Extracted records:
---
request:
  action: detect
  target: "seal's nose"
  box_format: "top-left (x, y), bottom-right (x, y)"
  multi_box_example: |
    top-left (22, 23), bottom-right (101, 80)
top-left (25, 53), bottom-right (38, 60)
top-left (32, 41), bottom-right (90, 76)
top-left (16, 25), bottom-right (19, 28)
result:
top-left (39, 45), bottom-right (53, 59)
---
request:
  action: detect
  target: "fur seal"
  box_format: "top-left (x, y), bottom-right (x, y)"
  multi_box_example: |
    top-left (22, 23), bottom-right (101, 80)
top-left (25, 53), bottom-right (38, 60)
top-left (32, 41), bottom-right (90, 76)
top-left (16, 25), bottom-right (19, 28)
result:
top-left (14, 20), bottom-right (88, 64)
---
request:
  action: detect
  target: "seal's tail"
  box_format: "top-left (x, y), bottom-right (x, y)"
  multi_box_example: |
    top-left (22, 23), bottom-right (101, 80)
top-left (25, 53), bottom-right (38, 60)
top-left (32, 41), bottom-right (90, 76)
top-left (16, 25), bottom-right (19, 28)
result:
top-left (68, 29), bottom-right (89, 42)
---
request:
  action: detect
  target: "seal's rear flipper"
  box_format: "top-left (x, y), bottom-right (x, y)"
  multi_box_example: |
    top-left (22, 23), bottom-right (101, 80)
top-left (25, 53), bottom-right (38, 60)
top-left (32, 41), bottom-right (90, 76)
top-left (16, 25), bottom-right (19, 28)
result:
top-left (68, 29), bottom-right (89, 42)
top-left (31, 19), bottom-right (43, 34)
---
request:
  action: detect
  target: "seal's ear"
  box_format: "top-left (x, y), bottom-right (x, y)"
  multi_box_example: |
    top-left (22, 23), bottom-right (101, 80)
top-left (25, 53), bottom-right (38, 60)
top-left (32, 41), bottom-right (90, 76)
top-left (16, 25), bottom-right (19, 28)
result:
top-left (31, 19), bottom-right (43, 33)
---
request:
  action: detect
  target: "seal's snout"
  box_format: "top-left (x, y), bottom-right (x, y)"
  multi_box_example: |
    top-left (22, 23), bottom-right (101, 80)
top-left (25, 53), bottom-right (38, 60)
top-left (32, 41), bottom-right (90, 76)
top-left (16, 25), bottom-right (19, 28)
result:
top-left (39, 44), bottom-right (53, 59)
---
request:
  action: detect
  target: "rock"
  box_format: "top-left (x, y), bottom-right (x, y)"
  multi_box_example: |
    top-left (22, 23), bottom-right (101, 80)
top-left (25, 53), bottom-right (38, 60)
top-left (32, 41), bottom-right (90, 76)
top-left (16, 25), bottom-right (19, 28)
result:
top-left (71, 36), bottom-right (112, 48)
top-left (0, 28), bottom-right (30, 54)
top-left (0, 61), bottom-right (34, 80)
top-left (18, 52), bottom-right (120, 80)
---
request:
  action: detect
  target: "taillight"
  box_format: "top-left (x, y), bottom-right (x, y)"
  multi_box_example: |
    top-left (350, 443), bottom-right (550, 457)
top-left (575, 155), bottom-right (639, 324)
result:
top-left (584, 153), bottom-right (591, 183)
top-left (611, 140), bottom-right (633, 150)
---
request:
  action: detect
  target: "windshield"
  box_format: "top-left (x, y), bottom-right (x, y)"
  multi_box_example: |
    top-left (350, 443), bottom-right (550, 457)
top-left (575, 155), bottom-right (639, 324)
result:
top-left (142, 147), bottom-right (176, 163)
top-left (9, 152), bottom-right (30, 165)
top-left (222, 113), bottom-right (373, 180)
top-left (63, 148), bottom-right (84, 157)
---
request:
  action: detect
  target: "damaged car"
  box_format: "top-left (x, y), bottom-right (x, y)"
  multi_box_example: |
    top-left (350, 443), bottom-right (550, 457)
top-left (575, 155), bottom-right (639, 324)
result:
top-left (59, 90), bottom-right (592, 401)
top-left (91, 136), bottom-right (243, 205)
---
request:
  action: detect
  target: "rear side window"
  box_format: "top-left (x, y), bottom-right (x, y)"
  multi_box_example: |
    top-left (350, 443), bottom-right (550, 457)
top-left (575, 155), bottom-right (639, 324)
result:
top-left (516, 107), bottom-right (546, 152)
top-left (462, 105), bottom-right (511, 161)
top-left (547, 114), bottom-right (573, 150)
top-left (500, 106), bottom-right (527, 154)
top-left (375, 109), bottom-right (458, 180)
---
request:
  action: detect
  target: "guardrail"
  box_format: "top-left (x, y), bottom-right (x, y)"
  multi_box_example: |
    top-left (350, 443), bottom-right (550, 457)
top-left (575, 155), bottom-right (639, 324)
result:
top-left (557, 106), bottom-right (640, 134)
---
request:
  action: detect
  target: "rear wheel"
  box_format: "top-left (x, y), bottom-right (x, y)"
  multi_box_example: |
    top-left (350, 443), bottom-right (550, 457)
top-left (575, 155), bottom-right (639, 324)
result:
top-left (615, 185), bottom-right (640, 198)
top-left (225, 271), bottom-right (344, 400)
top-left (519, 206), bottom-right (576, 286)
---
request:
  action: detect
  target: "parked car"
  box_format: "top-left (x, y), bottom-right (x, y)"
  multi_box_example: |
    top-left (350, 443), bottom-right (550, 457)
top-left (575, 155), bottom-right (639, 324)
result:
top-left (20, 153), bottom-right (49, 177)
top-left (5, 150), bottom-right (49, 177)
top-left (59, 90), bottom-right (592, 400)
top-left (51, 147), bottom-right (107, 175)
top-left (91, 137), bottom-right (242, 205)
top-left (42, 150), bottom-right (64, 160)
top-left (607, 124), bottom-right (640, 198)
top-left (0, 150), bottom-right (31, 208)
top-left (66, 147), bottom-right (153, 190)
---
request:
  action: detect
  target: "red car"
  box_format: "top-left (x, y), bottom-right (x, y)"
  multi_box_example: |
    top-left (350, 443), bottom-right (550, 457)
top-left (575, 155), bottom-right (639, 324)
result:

◆ Requirements
Update the records so that every "detect" reads "locate" and nothing else changes.

◆ Finished answer
---
request:
  action: locate
  target: "seal's nose"
  box_format: "top-left (x, y), bottom-right (x, y)"
  multi_box_example: |
    top-left (22, 23), bottom-right (101, 80)
top-left (25, 53), bottom-right (38, 60)
top-left (32, 41), bottom-right (90, 76)
top-left (16, 25), bottom-right (19, 28)
result:
top-left (39, 45), bottom-right (53, 59)
---
request:
  action: locate
  target: "fur seal"
  box_format: "top-left (x, y), bottom-right (x, y)"
  multi_box_example: |
    top-left (22, 23), bottom-right (101, 80)
top-left (25, 53), bottom-right (38, 60)
top-left (32, 41), bottom-right (90, 76)
top-left (16, 25), bottom-right (19, 28)
result:
top-left (14, 20), bottom-right (88, 64)
---
request:
  action: locate
  target: "seal's tail"
  box_format: "top-left (x, y), bottom-right (x, y)"
  multi_box_example: |
    top-left (22, 23), bottom-right (101, 80)
top-left (25, 53), bottom-right (38, 60)
top-left (32, 41), bottom-right (90, 76)
top-left (16, 25), bottom-right (19, 28)
result:
top-left (68, 29), bottom-right (89, 42)
---
request:
  action: locate
  target: "seal's rear flipper"
  box_format: "top-left (x, y), bottom-right (x, y)"
  multi_box_example: |
    top-left (22, 23), bottom-right (101, 80)
top-left (25, 53), bottom-right (38, 60)
top-left (32, 41), bottom-right (90, 76)
top-left (16, 25), bottom-right (19, 28)
result:
top-left (68, 29), bottom-right (89, 42)
top-left (31, 19), bottom-right (43, 34)
---
request:
  action: locate
  target: "seal's ear"
  box_format: "top-left (x, y), bottom-right (x, y)"
  multi_box_example: |
    top-left (22, 23), bottom-right (101, 80)
top-left (25, 53), bottom-right (38, 60)
top-left (32, 41), bottom-right (90, 76)
top-left (16, 25), bottom-right (19, 28)
result:
top-left (31, 19), bottom-right (43, 33)
---
request:
  action: locate
  target: "seal's snout"
  box_format: "top-left (x, y), bottom-right (x, y)"
  multi_box_example: |
    top-left (22, 23), bottom-right (101, 80)
top-left (25, 53), bottom-right (38, 60)
top-left (32, 41), bottom-right (90, 76)
top-left (16, 25), bottom-right (19, 28)
result:
top-left (39, 44), bottom-right (53, 59)
---
request:
  action: locate
  target: "rock"
  box_format: "top-left (x, y), bottom-right (x, y)"
  multi_box_example: |
    top-left (22, 23), bottom-right (101, 80)
top-left (25, 53), bottom-right (38, 60)
top-left (32, 41), bottom-right (90, 76)
top-left (16, 25), bottom-right (19, 28)
result:
top-left (71, 36), bottom-right (112, 48)
top-left (0, 28), bottom-right (30, 54)
top-left (0, 61), bottom-right (34, 80)
top-left (18, 52), bottom-right (120, 80)
---
request:
  action: locate
  target: "taillight"
  box_format: "top-left (x, y), bottom-right (x, y)"
  multi_box_example: |
    top-left (350, 443), bottom-right (550, 457)
top-left (575, 155), bottom-right (639, 324)
result:
top-left (584, 153), bottom-right (591, 183)
top-left (611, 140), bottom-right (633, 150)
---
request:
  action: locate
  target: "windshield"
  box_format: "top-left (x, y), bottom-right (x, y)"
  multi_box_example: |
    top-left (350, 443), bottom-right (550, 457)
top-left (575, 155), bottom-right (639, 324)
result:
top-left (142, 147), bottom-right (176, 163)
top-left (9, 152), bottom-right (30, 165)
top-left (222, 113), bottom-right (373, 180)
top-left (63, 148), bottom-right (84, 157)
---
request:
  action: locate
  target: "damaged car"
  box_format: "top-left (x, y), bottom-right (x, y)"
  multi_box_example: |
    top-left (350, 443), bottom-right (550, 457)
top-left (575, 155), bottom-right (639, 324)
result:
top-left (59, 90), bottom-right (592, 401)
top-left (91, 136), bottom-right (243, 205)
---
request:
  action: locate
  target: "rear side window"
  box_format: "top-left (x, y), bottom-right (x, y)"
  multi_box_example: |
    top-left (350, 443), bottom-right (550, 457)
top-left (575, 155), bottom-right (639, 324)
result:
top-left (516, 107), bottom-right (546, 152)
top-left (462, 105), bottom-right (511, 161)
top-left (547, 114), bottom-right (573, 150)
top-left (500, 106), bottom-right (527, 154)
top-left (375, 109), bottom-right (458, 180)
---
request:
  action: locate
  target: "guardrail"
  box_format: "top-left (x, y), bottom-right (x, y)"
  multi_box_example: |
    top-left (350, 443), bottom-right (550, 457)
top-left (575, 155), bottom-right (639, 324)
result:
top-left (557, 106), bottom-right (640, 134)
---
request:
  action: locate
  target: "rear wheel"
  box_format: "top-left (x, y), bottom-right (x, y)"
  multi_box_example: |
    top-left (350, 443), bottom-right (550, 457)
top-left (575, 155), bottom-right (639, 324)
result:
top-left (615, 185), bottom-right (640, 198)
top-left (225, 271), bottom-right (344, 400)
top-left (519, 206), bottom-right (576, 286)
---
request:
  action: locate
  target: "parked car"
  box_format: "top-left (x, y), bottom-right (x, y)"
  multi_box_example: |
    top-left (350, 443), bottom-right (550, 457)
top-left (575, 155), bottom-right (639, 324)
result:
top-left (20, 153), bottom-right (49, 177)
top-left (5, 150), bottom-right (49, 177)
top-left (59, 90), bottom-right (592, 400)
top-left (51, 147), bottom-right (107, 175)
top-left (91, 137), bottom-right (242, 205)
top-left (42, 150), bottom-right (64, 160)
top-left (607, 124), bottom-right (640, 198)
top-left (0, 150), bottom-right (31, 208)
top-left (66, 147), bottom-right (153, 190)
---
request:
  action: locate
  target: "red car"
  box_format: "top-left (x, y), bottom-right (x, y)"
  multi_box_example: |
    top-left (350, 443), bottom-right (550, 457)
top-left (575, 155), bottom-right (639, 324)
result:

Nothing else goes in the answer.